══ Entries shown

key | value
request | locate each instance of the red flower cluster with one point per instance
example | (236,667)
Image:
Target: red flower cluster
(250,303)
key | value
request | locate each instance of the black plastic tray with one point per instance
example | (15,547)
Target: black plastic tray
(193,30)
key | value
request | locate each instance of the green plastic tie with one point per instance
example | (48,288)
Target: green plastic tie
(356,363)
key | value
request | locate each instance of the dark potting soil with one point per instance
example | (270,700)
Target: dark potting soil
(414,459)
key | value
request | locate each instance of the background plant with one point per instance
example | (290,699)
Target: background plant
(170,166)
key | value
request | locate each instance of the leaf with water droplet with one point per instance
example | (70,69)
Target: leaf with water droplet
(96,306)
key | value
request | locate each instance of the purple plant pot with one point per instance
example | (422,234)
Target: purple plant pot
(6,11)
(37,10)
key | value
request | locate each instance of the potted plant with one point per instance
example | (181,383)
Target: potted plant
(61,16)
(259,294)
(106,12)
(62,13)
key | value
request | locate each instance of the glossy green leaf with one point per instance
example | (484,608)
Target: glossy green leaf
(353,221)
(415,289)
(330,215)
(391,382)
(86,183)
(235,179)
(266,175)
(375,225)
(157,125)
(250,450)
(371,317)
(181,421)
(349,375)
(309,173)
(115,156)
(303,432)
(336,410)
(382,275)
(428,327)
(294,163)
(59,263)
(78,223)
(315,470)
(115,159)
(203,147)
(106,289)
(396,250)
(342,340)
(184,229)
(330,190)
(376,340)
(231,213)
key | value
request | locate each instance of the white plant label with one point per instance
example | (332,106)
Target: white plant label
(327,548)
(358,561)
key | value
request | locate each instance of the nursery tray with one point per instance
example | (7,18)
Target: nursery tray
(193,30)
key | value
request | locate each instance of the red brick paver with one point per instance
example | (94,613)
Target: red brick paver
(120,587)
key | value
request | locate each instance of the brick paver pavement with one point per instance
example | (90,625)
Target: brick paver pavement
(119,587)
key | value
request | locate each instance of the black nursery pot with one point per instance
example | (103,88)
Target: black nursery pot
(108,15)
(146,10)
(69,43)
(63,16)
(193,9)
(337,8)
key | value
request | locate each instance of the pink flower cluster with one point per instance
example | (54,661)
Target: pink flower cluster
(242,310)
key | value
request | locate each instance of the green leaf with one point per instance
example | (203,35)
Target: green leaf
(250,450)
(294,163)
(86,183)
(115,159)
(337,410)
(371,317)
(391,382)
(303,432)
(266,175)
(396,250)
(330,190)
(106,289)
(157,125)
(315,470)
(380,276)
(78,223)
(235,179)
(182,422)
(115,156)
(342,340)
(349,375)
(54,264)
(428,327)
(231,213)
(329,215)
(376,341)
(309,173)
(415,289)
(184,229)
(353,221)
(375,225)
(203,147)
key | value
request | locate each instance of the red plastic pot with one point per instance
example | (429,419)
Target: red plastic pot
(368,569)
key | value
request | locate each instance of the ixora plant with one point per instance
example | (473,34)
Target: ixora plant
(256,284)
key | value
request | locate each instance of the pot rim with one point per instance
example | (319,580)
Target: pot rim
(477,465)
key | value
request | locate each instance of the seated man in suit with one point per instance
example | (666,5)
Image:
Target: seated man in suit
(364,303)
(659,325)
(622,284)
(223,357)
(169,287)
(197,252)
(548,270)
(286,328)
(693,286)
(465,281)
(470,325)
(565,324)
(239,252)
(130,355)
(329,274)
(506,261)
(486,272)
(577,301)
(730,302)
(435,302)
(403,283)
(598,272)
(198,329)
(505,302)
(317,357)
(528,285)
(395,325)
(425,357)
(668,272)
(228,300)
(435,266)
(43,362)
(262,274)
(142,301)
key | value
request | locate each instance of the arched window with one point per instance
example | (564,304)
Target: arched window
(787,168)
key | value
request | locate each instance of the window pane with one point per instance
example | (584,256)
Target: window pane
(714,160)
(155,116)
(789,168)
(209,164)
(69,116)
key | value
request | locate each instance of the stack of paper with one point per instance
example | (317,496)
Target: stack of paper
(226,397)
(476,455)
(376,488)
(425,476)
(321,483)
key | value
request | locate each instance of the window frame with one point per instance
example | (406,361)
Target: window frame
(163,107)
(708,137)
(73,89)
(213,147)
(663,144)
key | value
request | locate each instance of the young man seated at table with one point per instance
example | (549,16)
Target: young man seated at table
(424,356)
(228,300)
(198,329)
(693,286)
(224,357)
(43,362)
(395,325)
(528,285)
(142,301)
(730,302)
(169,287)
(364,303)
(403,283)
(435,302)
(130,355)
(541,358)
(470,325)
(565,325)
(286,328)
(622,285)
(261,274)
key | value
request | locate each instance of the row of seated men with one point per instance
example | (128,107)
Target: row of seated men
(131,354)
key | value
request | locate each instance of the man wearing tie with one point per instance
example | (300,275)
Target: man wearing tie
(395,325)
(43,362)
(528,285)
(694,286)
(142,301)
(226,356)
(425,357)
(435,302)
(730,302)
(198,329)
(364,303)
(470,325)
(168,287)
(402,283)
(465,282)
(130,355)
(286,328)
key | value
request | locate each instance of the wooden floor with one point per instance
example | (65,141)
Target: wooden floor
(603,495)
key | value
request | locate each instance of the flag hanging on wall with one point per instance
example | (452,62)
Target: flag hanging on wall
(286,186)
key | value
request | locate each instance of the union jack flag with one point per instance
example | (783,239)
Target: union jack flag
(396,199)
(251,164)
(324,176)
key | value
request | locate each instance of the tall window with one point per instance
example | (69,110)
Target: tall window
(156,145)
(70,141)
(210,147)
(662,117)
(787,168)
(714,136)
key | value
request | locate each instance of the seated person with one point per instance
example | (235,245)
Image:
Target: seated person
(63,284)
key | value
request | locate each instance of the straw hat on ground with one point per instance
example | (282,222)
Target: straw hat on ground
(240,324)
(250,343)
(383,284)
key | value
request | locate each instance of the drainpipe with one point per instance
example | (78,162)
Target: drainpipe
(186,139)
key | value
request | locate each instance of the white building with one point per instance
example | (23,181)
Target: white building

════

◆ What you have to do ◆
Return each line of the data exactly as written above.

◆ Written answer ◆
key | value
request | locate each instance of the red flower cluster with one point per instance
example | (236,667)
Image:
Target: red flower cluster
(250,303)
key | value
request | locate each instance of the black plastic tray with one point per instance
example | (15,547)
Target: black plastic tray
(193,30)
key | value
request | locate each instance of the green plastic tie with one point per instance
example | (48,288)
Target: green plastic tie
(356,363)
key | value
request | locate each instance of the dark potting soil with one point per instance
example | (270,700)
Target: dark potting soil
(414,459)
key | value
request | locate each instance of the background plant with one point per instance
example | (290,699)
Target: background plant
(170,166)
key | value
request | locate each instance of the leaf with water droplet with one point per instance
example | (70,69)
Target: leaf with water droplet
(96,306)
key | value
request | locate each instance of the purple plant pot with one point per instance
example | (422,234)
Target: purple plant pot
(6,11)
(37,10)
key | value
request | locate each instance of the potted plant with one point per instance
example | (181,383)
Target: potted plant
(61,16)
(259,294)
(106,12)
(62,13)
key | value
request | locate each instance of the glossy green leaf with one point per instance
example | (484,608)
Target: glossy green leaf
(353,221)
(415,289)
(330,215)
(391,382)
(86,183)
(235,179)
(266,175)
(375,225)
(157,125)
(250,450)
(371,317)
(181,421)
(349,375)
(309,173)
(115,156)
(303,432)
(336,410)
(382,275)
(428,327)
(294,163)
(59,263)
(78,223)
(315,470)
(115,159)
(203,147)
(106,289)
(396,250)
(342,340)
(184,229)
(330,190)
(376,340)
(231,213)
key | value
request | locate each instance of the white plant label with one point per instance
example | (332,106)
Target: white plant label
(327,548)
(358,561)
key | value
request | locate each instance of the nursery tray with one point per instance
example | (7,18)
Target: nursery tray
(193,30)
key | value
request | locate each instance of the red brick paver with one point per instance
example | (94,613)
Target: red brick paver
(120,587)
key | value
request | locate each instance of the brick paver pavement with one point per instance
example | (90,625)
Target: brick paver pavement
(119,587)
key | value
request | locate each instance of the black nursery pot with one point per instance
example | (103,88)
Target: black nursery pot
(108,15)
(146,10)
(69,43)
(63,16)
(193,9)
(337,8)
key | value
request | locate each instance of the pink flower cluster with one point per instance
example | (54,661)
Target: pink flower cluster
(242,310)
key | value
request | locate each instance of the green leaf with one point per instance
example | (203,35)
Target: green leaf
(250,450)
(294,163)
(86,183)
(115,159)
(337,410)
(371,317)
(391,382)
(303,432)
(266,175)
(396,250)
(330,190)
(106,289)
(157,125)
(315,470)
(380,276)
(78,223)
(235,179)
(182,422)
(115,156)
(342,340)
(349,375)
(54,264)
(428,327)
(231,213)
(329,215)
(376,341)
(309,173)
(415,289)
(184,229)
(353,221)
(375,225)
(203,147)
key | value
request | locate each instance of the red plastic pot with one point per instance
example | (429,419)
Target: red plastic pot
(368,569)
key | value
request | locate each instance of the ixora plant with one point per instance
example | (473,34)
Target: ixora plant
(256,284)
key | value
request | locate each instance of the pot rim with one point per instance
example | (319,580)
Target: pot rim
(477,465)
key | value
request | locate each instance of the seated man in suit with one point per instance
example | (666,5)
Image:
Target: seated man in suit
(364,303)
(659,325)
(622,284)
(223,357)
(169,287)
(197,252)
(548,270)
(286,328)
(693,286)
(465,281)
(470,325)
(565,324)
(239,252)
(130,355)
(329,274)
(506,261)
(486,272)
(577,301)
(730,302)
(435,302)
(403,283)
(598,272)
(198,329)
(505,302)
(317,357)
(528,285)
(395,325)
(425,357)
(668,272)
(228,300)
(435,266)
(43,362)
(262,274)
(142,301)
key | value
request | locate each instance of the arched window with one point per instance
example | (564,304)
Target: arched window
(787,168)
key | value
request | locate each instance of the window pane with one point per instance
example | (584,256)
Target: window pane
(714,160)
(155,116)
(789,168)
(209,164)
(69,116)
key | value
request | locate each instance of the stack of paper with one point per instance
example | (317,496)
Target: stack of paper
(226,397)
(476,455)
(376,488)
(425,476)
(321,483)
key | value
request | locate each instance of the window frame with one point per instance
example | (406,361)
Target: window frame
(163,107)
(708,137)
(73,89)
(213,147)
(663,144)
key | value
request | locate each instance of the young man seated at table with one point per instance
example | (549,16)
Target: young man seated at table
(424,356)
(228,300)
(198,329)
(693,286)
(224,357)
(43,362)
(395,325)
(528,285)
(142,301)
(730,302)
(169,287)
(364,303)
(403,283)
(435,302)
(130,355)
(541,358)
(470,325)
(565,325)
(286,328)
(622,285)
(261,274)
key | value
request | locate each instance of the row of seated men with one point per instance
example | (128,107)
Target: row of seated men
(131,354)
key | value
request | locate each instance of the man wearing tie with one point per instance
example | (300,275)
Target: man wearing tie
(395,325)
(43,362)
(528,285)
(694,286)
(142,301)
(226,356)
(425,357)
(435,302)
(730,302)
(198,329)
(364,303)
(470,325)
(168,287)
(402,283)
(465,282)
(130,355)
(286,328)
key | value
request | locate each instance of the wooden floor with one point per instance
example | (65,141)
Target: wooden floor
(603,495)
key | value
request | locate each instance of the flag hanging on wall with one point per instance
example | (452,62)
Target: flag hanging on wall
(286,186)
key | value
request | locate each instance of the union jack flag with one point per instance
example | (783,239)
Target: union jack flag
(396,199)
(251,164)
(324,176)
key | value
request | locate each instance of the tall window with one point per instance
example | (69,110)
Target: tall window
(156,145)
(70,141)
(210,147)
(662,117)
(787,168)
(714,136)
key | value
request | locate each instance of the seated person with one point per instance
example | (235,245)
Image:
Target: seated person
(63,284)
key | value
request | locate each instance of the straw hat on ground with one point per instance
example | (282,222)
Target: straw hat on ground
(240,324)
(250,343)
(383,284)
key | value
request | locate each instance of the drainpipe with one point per instance
example | (78,162)
Target: drainpipe
(186,139)
key | value
request | locate each instance of the white building with one point per instance
example | (23,181)
Target: white building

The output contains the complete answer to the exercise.